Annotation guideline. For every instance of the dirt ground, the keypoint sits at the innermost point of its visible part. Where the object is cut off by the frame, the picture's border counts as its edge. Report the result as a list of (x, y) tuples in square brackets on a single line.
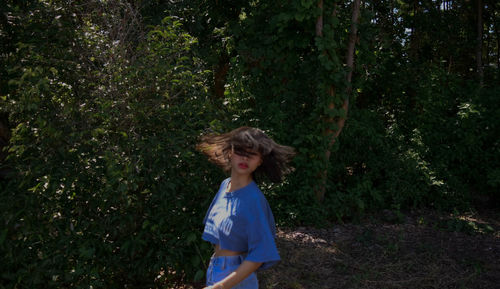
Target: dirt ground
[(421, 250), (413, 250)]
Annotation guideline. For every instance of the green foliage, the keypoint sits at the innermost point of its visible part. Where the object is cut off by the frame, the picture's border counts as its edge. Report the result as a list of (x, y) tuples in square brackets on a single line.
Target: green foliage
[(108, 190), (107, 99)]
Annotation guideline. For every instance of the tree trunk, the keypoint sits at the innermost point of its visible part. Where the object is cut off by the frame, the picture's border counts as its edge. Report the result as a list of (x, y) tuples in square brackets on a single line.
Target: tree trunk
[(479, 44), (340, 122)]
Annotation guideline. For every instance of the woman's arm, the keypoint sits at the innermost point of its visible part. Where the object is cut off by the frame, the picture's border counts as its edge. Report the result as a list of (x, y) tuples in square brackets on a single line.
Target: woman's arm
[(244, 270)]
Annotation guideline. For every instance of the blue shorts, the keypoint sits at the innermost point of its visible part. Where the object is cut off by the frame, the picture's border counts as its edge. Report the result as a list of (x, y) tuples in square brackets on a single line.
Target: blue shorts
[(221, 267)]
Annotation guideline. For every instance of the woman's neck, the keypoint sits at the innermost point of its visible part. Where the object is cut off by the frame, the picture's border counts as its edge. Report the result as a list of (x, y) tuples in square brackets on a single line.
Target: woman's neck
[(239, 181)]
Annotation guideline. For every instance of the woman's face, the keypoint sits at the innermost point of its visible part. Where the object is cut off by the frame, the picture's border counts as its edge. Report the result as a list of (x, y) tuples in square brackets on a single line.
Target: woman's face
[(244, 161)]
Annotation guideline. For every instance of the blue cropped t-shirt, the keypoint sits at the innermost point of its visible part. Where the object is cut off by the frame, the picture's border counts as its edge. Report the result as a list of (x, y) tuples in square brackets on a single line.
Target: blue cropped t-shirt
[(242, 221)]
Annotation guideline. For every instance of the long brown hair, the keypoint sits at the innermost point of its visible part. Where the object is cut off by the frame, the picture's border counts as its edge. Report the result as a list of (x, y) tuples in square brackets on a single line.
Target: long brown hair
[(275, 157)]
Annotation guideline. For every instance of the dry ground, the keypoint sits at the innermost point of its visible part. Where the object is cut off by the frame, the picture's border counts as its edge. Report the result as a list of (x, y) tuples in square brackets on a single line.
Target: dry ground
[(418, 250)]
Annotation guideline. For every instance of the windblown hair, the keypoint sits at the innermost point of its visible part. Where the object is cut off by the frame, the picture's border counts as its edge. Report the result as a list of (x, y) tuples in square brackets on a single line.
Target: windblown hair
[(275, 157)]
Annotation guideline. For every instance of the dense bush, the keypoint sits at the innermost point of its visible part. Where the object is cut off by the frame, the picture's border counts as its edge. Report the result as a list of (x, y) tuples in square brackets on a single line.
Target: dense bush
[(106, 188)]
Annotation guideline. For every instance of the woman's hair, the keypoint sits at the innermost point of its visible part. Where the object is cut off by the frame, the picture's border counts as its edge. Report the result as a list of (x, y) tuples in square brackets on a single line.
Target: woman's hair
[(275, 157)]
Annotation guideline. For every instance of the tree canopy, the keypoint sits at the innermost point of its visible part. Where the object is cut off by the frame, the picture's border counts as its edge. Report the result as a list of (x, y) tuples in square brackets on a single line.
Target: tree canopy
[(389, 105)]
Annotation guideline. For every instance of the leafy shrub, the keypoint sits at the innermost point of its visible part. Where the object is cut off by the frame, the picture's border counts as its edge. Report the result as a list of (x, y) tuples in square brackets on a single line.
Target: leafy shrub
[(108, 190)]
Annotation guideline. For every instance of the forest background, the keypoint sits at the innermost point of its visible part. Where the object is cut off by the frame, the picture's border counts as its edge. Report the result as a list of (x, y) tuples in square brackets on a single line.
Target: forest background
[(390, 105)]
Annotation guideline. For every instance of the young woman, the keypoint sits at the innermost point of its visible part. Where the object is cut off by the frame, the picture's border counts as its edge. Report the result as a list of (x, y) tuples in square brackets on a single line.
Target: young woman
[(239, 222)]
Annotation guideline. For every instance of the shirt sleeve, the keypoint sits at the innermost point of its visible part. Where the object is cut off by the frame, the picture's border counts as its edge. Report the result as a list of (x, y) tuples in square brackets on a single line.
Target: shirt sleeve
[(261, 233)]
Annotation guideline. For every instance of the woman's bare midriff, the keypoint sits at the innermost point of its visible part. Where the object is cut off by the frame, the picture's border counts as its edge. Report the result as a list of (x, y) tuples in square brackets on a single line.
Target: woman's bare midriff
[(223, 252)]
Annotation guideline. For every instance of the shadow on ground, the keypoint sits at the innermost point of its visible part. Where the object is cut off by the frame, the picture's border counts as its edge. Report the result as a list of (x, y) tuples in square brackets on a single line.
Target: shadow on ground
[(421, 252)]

****************

▸ What is required
Can you print every one of the lines above again, word for word, leaving out the pictures?

▸ Solution
Annotation guideline. For every instance of the dirt ground, the keypoint sits at the innermost point of its visible part. Where the object is cut off by the frame, the picture's border counts as its edge. Report the result as a list of (x, y) tuples in square brackets on a single line.
Target: dirt ground
[(421, 250), (413, 250)]
Annotation guideline. For every instance of the green foliage, the keypoint sits at the innermost point of its visible part. Where the object is cut off by the frame, the picture's border counts as its edge. Report the result as a list of (x, y) tuples in square brackets on a single line.
Target: green foliage
[(108, 190), (107, 99)]
Annotation guideline. For every instance of the tree trunk, the keypoint sits at the innermost point of its visible part. Where the object is cut off by the frame, the picture's border counts as its edge. Report the result as a list of (x, y) tuples in square brackets on a single line.
Target: tree trunk
[(479, 44), (340, 122)]
Annotation guideline. For every instance of the woman's arm, the keypoint sits at the innermost point of its visible part. Where the object is cut off by the frame, the picture's border counts as its edge. Report the result as a list of (x, y) tuples in square brackets on a single line.
Target: woman's arm
[(244, 270)]
Annotation guideline. For every instance of the blue shorts, the keypoint sits at the innermost point of its visible part. Where the object is cut off by the frame, the picture's border counts as its edge. Report the result as a list of (x, y) tuples in square brackets on a single line.
Target: blue shorts
[(221, 267)]
Annotation guideline. For every instance of the woman's neck, the keypoint sits at the innermost point of its visible part. Where the object is cut off by the frame, the picture's border counts as its edge. Report the result as a list of (x, y) tuples in square brackets on a single line.
Target: woman's neck
[(239, 181)]
Annotation guideline. For every instance of the woman's face, the keypoint sits at the innermost point of its visible part. Where the object is cut off by the frame, the picture's border counts as its edge. Report the result as a list of (x, y) tuples in square brackets on a single line.
Target: woman's face
[(244, 161)]
Annotation guideline. For every instance of the blue cropped t-shirt, the keypoint sits at the innermost point of its visible part. Where the object is cut off by the frame, the picture's border counts as its edge. Report the result as a list of (x, y) tuples in square brackets on a single line.
Target: blue cropped t-shirt
[(242, 221)]
Annotation guideline. For every instance of the long brown hair, the keypoint sits at the innermost point of its visible part. Where the object is cut off by the frame, the picture's border counts as its edge. Report the result as a list of (x, y) tuples in square brackets on a single line.
Target: long brown hair
[(275, 157)]
Annotation guideline. For every instance of the dry ground, the keypoint sits at the innermost point of its visible part. Where the object is cut off by the frame, the picture's border counts as its edge. Report the result as a list of (x, y) tuples in square brackets on a single line.
Target: dry ground
[(418, 250)]
Annotation guideline. For every instance of the windblown hair, the keypoint sits at the innermost point of its visible part. Where the object is cut off by the frame, the picture's border counts as its edge. Report the result as a list of (x, y) tuples in square brackets on a single line.
Target: windblown hair
[(275, 157)]
Annotation guideline. For every instance of the dense bush, the keypoint sits at the innermost point of its visible part. Where the object is cut off by the frame, the picture's border counts as its edge. Report the result as a list of (x, y) tuples in square brackets on a single line.
Target: dense bush
[(106, 188)]
Annotation guideline. For every instance of the woman's hair, the keypoint sits at the innermost point of its visible part. Where the object is cut off by the frame, the picture's border counts as its edge. Report the result as a list of (x, y) tuples in square brackets on a single line.
Target: woman's hair
[(275, 157)]
Annotation guideline. For every instance of the tree canopy, the keypoint sits at the innermost point of its visible part. Where the object is cut off by the frame, the picture's border counts as its edge. Report the result as a list of (x, y) tuples in square brackets on a single line.
Target: tree canopy
[(389, 105)]
Annotation guideline. For every instance of the leafy shrub, the keypoint sits at the innermost point of its visible part. Where the object is cut off by the frame, the picture's border counts as its edge. Report the result as a list of (x, y) tuples in square brackets on a single line.
Target: leafy shrub
[(108, 190)]
Annotation guideline. For every instance of the forest background, the keypoint sits at the innermost point of its visible part. Where the object is cut off by the frame, the picture's border counts as its edge. Report the result as a list of (x, y) tuples in square brackets on a single line.
Target: forest background
[(390, 105)]
Annotation guideline. For every instance of the young woman, the keypoint sits at the innermost point of its visible part. Where the object is cut off by the frame, the picture's border counts as its edge. Report the result as a list of (x, y) tuples in square brackets on a single line.
Target: young woman
[(239, 222)]
Annotation guideline. For every instance of the shirt sleeve, the keypoint sits at the innermost point of its visible part. Where the object is cut off by the frame, the picture's border counts as its edge. Report the result as a list of (x, y) tuples in square brackets on a single line.
Target: shirt sleeve
[(261, 233)]
Annotation guideline. For every instance of the woman's bare midriff, the keypoint sits at the innermost point of its visible part. Where the object is cut off by the frame, the picture's border counts as its edge. Report the result as a list of (x, y) tuples in square brackets on a single line.
Target: woman's bare midriff
[(223, 252)]
Annotation guideline. For every instance of the shadow on ground, the keypoint sits at the innermost point of its visible part. Where the object is cut off by the frame, the picture's border counts as its edge. Report the result as a list of (x, y) tuples in square brackets on a single line.
Target: shadow on ground
[(421, 252)]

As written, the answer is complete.